[begin Extracted entries]

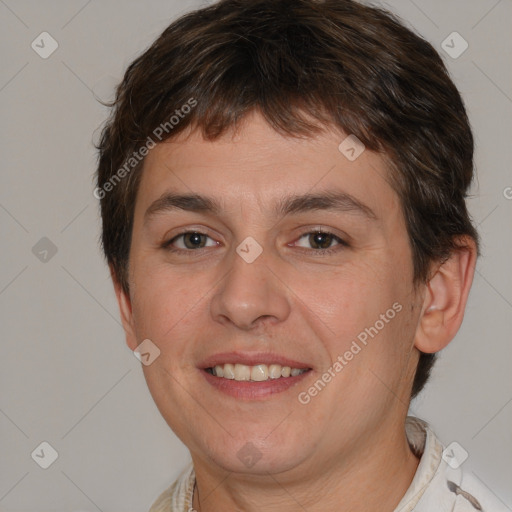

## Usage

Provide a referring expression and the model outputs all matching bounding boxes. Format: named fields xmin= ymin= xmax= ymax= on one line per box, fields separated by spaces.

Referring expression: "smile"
xmin=206 ymin=363 xmax=308 ymax=382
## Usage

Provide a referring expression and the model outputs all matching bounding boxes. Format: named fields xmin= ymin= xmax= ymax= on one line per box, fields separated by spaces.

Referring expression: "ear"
xmin=414 ymin=236 xmax=477 ymax=353
xmin=109 ymin=265 xmax=138 ymax=351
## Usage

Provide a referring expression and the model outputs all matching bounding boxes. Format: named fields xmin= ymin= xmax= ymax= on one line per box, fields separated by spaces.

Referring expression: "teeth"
xmin=211 ymin=363 xmax=307 ymax=382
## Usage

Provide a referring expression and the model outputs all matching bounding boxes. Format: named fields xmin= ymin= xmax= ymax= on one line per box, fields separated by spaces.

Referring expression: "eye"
xmin=163 ymin=231 xmax=218 ymax=252
xmin=292 ymin=230 xmax=348 ymax=254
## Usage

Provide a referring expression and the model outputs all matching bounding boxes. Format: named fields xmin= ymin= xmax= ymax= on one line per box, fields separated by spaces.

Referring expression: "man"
xmin=95 ymin=0 xmax=504 ymax=512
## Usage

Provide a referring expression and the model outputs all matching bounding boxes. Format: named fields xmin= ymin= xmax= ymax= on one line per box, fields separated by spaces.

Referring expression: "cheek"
xmin=132 ymin=265 xmax=212 ymax=357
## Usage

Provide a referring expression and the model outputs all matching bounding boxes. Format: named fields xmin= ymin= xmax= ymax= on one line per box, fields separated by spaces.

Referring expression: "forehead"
xmin=136 ymin=114 xmax=398 ymax=217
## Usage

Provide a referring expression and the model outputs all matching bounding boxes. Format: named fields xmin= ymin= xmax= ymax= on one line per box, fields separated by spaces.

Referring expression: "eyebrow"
xmin=144 ymin=191 xmax=377 ymax=223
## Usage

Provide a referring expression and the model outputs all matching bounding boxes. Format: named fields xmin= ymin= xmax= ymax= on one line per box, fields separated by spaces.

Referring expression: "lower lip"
xmin=201 ymin=370 xmax=311 ymax=400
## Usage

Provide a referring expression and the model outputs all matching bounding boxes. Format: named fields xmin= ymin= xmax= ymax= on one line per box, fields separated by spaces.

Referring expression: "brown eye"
xmin=163 ymin=231 xmax=217 ymax=251
xmin=297 ymin=231 xmax=348 ymax=254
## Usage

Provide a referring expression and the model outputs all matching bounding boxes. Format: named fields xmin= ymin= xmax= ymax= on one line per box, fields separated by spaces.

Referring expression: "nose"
xmin=210 ymin=244 xmax=290 ymax=331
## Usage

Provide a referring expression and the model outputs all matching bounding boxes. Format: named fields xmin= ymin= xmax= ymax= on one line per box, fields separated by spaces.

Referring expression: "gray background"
xmin=0 ymin=0 xmax=512 ymax=512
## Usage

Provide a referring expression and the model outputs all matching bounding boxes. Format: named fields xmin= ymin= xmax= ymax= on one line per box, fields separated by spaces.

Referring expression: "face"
xmin=120 ymin=110 xmax=419 ymax=474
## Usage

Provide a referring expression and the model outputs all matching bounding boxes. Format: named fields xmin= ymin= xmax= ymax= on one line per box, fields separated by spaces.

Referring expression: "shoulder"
xmin=447 ymin=471 xmax=510 ymax=512
xmin=149 ymin=464 xmax=195 ymax=512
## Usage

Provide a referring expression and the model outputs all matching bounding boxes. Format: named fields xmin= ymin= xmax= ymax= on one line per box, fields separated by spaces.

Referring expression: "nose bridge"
xmin=207 ymin=237 xmax=289 ymax=330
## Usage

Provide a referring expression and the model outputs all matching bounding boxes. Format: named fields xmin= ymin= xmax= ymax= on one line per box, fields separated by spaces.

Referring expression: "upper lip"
xmin=199 ymin=352 xmax=310 ymax=370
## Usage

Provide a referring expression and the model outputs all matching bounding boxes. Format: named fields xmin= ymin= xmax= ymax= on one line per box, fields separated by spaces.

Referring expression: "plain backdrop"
xmin=0 ymin=0 xmax=512 ymax=512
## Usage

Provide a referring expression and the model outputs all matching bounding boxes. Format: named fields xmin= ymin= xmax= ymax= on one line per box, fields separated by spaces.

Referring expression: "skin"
xmin=113 ymin=112 xmax=476 ymax=512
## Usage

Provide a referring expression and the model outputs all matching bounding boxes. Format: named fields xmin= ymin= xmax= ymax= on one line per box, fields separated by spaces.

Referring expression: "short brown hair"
xmin=95 ymin=0 xmax=479 ymax=397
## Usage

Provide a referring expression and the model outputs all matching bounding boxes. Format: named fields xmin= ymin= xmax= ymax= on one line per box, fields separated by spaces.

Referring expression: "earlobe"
xmin=414 ymin=237 xmax=477 ymax=353
xmin=110 ymin=266 xmax=138 ymax=351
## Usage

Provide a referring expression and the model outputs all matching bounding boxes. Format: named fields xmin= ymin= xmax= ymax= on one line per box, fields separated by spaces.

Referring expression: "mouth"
xmin=206 ymin=363 xmax=310 ymax=382
xmin=199 ymin=352 xmax=312 ymax=400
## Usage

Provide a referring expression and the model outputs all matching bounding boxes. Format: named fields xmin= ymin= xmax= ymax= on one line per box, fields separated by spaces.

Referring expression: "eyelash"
xmin=161 ymin=229 xmax=349 ymax=256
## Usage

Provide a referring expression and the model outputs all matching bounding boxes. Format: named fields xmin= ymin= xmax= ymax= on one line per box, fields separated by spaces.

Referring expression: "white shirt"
xmin=149 ymin=416 xmax=510 ymax=512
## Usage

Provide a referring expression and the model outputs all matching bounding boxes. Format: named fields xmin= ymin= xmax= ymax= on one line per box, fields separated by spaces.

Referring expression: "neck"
xmin=192 ymin=418 xmax=419 ymax=512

[end Extracted entries]

Task objective: Turn every line of the records above into a numbered list, skipping blank lines and leaving out the pictures.

Worked solution:
1. ## Usage
2. Provide a referring expression and the model outputs all matching bounding boxes. Format: named fields xmin= ymin= xmax= ymax= on one line per box, fields separated by spaces.
3. Referring expression: "smile"
4. xmin=206 ymin=363 xmax=308 ymax=382
5. ## Usage
6. Provide a referring expression and the model outputs all matching bounding boxes. Format: named fields xmin= ymin= xmax= ymax= on one line per box, fields separated by spaces.
7. Referring expression: "ear"
8. xmin=414 ymin=236 xmax=477 ymax=353
9. xmin=109 ymin=265 xmax=138 ymax=351
10. ## Usage
11. Provide a referring expression and the model outputs all matching bounding boxes. Format: named fields xmin= ymin= xmax= ymax= on one line per box, fields separated by spaces.
12. Referring expression: "teeth"
13. xmin=211 ymin=363 xmax=307 ymax=382
14. ## Usage
15. Provide a referring expression and the model outputs all matching bounding boxes. Format: named fields xmin= ymin= xmax= ymax= on one line per box, fields separated by spaces.
16. Referring expression: "eye"
17. xmin=163 ymin=231 xmax=218 ymax=252
18. xmin=292 ymin=230 xmax=348 ymax=254
19. ## Usage
20. Provide a referring expression and the model outputs all matching bounding boxes. Format: named fields xmin= ymin= xmax= ymax= on one line per box, fields separated by spaces.
21. Referring expression: "man"
22. xmin=95 ymin=0 xmax=504 ymax=512
23. ## Usage
24. Provide a referring expression and the model outputs all matching bounding boxes. Format: named fields xmin= ymin= xmax= ymax= on one line per box, fields separated by spaces.
25. Referring expression: "cheek"
26. xmin=132 ymin=265 xmax=212 ymax=357
27. ## Usage
28. Provide a referring expression and the model outputs all matching bounding boxes. Format: named fields xmin= ymin= xmax= ymax= on one line per box, fields separated by spaces.
29. Referring expression: "forehead"
30. xmin=136 ymin=114 xmax=398 ymax=217
31. ## Usage
32. Provide a referring expression and the model outputs all matching bounding boxes. Format: named fields xmin= ymin= xmax= ymax= on one line per box, fields separated by spaces.
33. Referring expression: "eyebrow"
34. xmin=144 ymin=191 xmax=377 ymax=223
35. ## Usage
36. Provide a referring expression and the model outputs all matching bounding boxes. Format: named fields xmin= ymin= xmax= ymax= on one line per box, fields separated by spaces.
37. Referring expression: "lower lip"
38. xmin=201 ymin=370 xmax=311 ymax=400
39. ## Usage
40. Provide a referring expression and the model outputs all matching bounding boxes. Format: named fields xmin= ymin= xmax= ymax= on one line per box, fields separated by spaces.
41. Referring expression: "brown eye"
42. xmin=163 ymin=231 xmax=217 ymax=251
43. xmin=297 ymin=231 xmax=348 ymax=254
44. ## Usage
45. Provide a referring expression and the model outputs all matching bounding boxes. Format: named fields xmin= ymin= xmax= ymax= on one line per box, fields separated by spaces.
46. Referring expression: "nose"
47. xmin=210 ymin=244 xmax=290 ymax=331
48. ## Usage
49. Provide a referring expression and the model outputs all matching bounding boxes. Format: named fields xmin= ymin= xmax= ymax= on one line per box, fields separated by spaces.
50. Referring expression: "gray background"
51. xmin=0 ymin=0 xmax=512 ymax=512
52. ## Usage
53. Provide a referring expression and the model outputs all matching bounding boxes. Format: named fields xmin= ymin= xmax= ymax= on one line per box, fields separated by spaces.
54. Referring expression: "face"
55. xmin=120 ymin=110 xmax=419 ymax=474
56. ## Usage
57. Provide a referring expression and the model outputs all matching bounding boxes. Format: named fields xmin= ymin= xmax= ymax= on one line per box, fields separated by spaces.
58. Referring expression: "shoulder"
59. xmin=447 ymin=471 xmax=510 ymax=512
60. xmin=149 ymin=464 xmax=195 ymax=512
61. ## Usage
62. Provide a referring expression and the model outputs all matching bounding boxes. Format: named fields xmin= ymin= xmax= ymax= on one line per box, fields separated by spaces.
63. Referring expression: "nose bridge"
64. xmin=207 ymin=237 xmax=289 ymax=330
65. ## Usage
66. Provide a referring expression and the model outputs all matching bounding boxes. Format: named fields xmin= ymin= xmax= ymax= on one line per box, fields separated by spaces.
67. Referring expression: "upper lip"
68. xmin=199 ymin=352 xmax=310 ymax=370
69. ## Usage
70. Provide a referring expression and the model outputs all matching bounding boxes. Format: named fields xmin= ymin= xmax= ymax= on one line per box, fields separated by spaces.
71. Referring expression: "plain backdrop"
72. xmin=0 ymin=0 xmax=512 ymax=512
73. ## Usage
74. Provide a referring expression and the model outputs all matching bounding boxes. Format: named fields xmin= ymin= xmax= ymax= on one line per box, fields separated by spaces.
75. Referring expression: "skin"
76. xmin=113 ymin=112 xmax=476 ymax=512
77. ## Usage
78. Provide a referring expression and the model outputs all matching bounding boxes. Format: named fields xmin= ymin= xmax= ymax= on one line per box, fields separated by spaces.
79. Referring expression: "short brown hair"
80. xmin=95 ymin=0 xmax=479 ymax=397
81. ## Usage
82. Provide a referring expression and the model outputs all matching bounding boxes. Format: named fields xmin= ymin= xmax= ymax= on one line per box, fields separated by spaces.
83. Referring expression: "earlobe"
84. xmin=414 ymin=237 xmax=477 ymax=353
85. xmin=110 ymin=266 xmax=138 ymax=351
86. ## Usage
87. Provide a referring expression and the model outputs all matching bounding boxes. Format: named fields xmin= ymin= xmax= ymax= on one line per box, fields separated by spaces.
88. Referring expression: "mouth"
89. xmin=206 ymin=363 xmax=310 ymax=382
90. xmin=199 ymin=352 xmax=312 ymax=400
91. ## Usage
92. Provide a referring expression and the model outputs all matching bounding boxes. Format: named fields xmin= ymin= xmax= ymax= on one line per box, fields separated by spaces.
93. Referring expression: "eyelash"
94. xmin=161 ymin=229 xmax=349 ymax=256
95. ## Usage
96. Provide a referring expression and the model outputs all matching bounding boxes. Format: named fields xmin= ymin= xmax= ymax= on one line per box, fields separated by spaces.
97. Referring expression: "white shirt"
98. xmin=149 ymin=416 xmax=510 ymax=512
99. ## Usage
100. Provide a referring expression and the model outputs all matching bounding boxes. Format: named fields xmin= ymin= xmax= ymax= on one line per box, fields separated by spaces.
101. Referring expression: "neck"
102. xmin=192 ymin=418 xmax=419 ymax=512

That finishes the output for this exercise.